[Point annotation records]
★ ★ ★

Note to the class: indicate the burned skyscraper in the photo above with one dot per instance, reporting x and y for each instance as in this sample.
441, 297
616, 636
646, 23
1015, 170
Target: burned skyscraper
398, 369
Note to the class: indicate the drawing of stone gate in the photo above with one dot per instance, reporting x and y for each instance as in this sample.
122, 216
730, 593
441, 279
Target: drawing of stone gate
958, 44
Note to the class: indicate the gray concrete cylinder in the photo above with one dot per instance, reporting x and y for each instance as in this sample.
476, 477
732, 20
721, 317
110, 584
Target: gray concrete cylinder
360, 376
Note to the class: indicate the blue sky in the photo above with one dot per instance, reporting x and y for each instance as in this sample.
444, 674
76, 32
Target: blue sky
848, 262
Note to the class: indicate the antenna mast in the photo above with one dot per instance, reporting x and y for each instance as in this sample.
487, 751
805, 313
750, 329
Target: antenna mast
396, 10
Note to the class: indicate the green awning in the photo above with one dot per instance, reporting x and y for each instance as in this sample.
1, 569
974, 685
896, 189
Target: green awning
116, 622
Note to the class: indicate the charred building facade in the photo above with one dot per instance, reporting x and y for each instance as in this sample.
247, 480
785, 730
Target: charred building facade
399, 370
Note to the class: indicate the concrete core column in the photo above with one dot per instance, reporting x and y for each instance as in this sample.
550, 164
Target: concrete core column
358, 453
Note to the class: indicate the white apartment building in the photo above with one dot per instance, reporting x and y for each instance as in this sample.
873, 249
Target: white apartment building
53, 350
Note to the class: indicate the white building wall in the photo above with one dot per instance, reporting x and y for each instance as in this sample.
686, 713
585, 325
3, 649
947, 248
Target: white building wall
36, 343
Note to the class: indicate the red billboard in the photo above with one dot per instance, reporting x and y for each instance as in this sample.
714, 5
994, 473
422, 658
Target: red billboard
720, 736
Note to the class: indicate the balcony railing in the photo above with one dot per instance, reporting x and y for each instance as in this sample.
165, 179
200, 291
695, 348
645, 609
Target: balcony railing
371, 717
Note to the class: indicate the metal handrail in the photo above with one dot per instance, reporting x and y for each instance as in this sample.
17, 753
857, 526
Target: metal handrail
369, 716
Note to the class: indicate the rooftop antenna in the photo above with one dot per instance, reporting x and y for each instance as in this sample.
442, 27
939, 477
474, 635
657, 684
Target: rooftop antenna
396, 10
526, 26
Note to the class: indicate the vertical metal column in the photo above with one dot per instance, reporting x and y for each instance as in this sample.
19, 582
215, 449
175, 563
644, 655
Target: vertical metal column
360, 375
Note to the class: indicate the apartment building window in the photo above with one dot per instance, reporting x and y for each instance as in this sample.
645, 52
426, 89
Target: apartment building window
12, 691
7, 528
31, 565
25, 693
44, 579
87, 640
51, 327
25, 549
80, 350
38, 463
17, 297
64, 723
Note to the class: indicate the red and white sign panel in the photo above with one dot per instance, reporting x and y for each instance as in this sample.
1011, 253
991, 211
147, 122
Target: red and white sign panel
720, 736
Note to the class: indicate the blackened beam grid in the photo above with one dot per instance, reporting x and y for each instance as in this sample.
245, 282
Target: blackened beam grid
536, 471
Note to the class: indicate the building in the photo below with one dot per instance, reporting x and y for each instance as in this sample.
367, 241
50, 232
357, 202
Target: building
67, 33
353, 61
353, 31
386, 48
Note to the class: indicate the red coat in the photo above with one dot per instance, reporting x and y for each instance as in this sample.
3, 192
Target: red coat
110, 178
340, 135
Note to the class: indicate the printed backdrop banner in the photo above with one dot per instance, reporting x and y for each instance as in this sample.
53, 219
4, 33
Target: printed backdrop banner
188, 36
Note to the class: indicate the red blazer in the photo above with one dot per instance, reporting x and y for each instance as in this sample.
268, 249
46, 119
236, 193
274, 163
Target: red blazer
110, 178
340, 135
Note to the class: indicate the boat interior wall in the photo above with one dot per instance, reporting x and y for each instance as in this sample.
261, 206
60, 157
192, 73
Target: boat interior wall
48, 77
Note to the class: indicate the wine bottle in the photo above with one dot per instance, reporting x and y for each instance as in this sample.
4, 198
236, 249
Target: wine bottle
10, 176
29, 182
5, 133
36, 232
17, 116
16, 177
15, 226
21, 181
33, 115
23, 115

★ ★ ★

Can you quote exactly the lines from the one containing "Note to the class: indicate the red and" through the last line of the records above, and nothing else?

Note to the class: indicate the red and white sign panel in the photo above with one dot per instance, reporting x and y for each instance as in this sample.
1011, 253
991, 211
147, 122
Target: red and white sign panel
720, 736
Note to the class: indicate the blackened beam grid in the photo above with one dot per instance, reporting x and y for each instance as in this sample.
245, 282
Target: blackened beam grid
536, 471
Note to the class: indicate the building in the photo below with one dot per instance, reporting x and y for each instance as in this sample.
367, 241
50, 232
357, 202
Target: building
67, 33
353, 61
353, 31
386, 48
Note to the class: indicate the red coat in the photo above with one dot per instance, reporting x and y for each instance as in this sample.
3, 192
Target: red coat
110, 178
340, 135
Note to the class: indicate the printed backdrop banner in the photo above with one dot per instance, reporting x and y for each instance as in this sample.
53, 219
4, 33
Target: printed backdrop banner
188, 36
Note to the class: indicate the red blazer in the photo above with one dot per instance, reporting x and y for each instance as in this sample.
268, 249
46, 119
236, 193
274, 163
Target: red blazer
110, 178
340, 135
Note to the class: indicate the boat interior wall in the photo above with one dot per instance, reporting x and y for each instance as in this sample.
261, 206
60, 157
192, 73
Target: boat interior wall
48, 77
Note to the class: indicate the wine bottle in the photo above with one dot per instance, reporting x and y for each instance as in this sample.
4, 198
236, 249
Target: wine bottle
10, 176
29, 182
5, 133
36, 232
17, 116
16, 177
15, 226
21, 181
33, 115
23, 115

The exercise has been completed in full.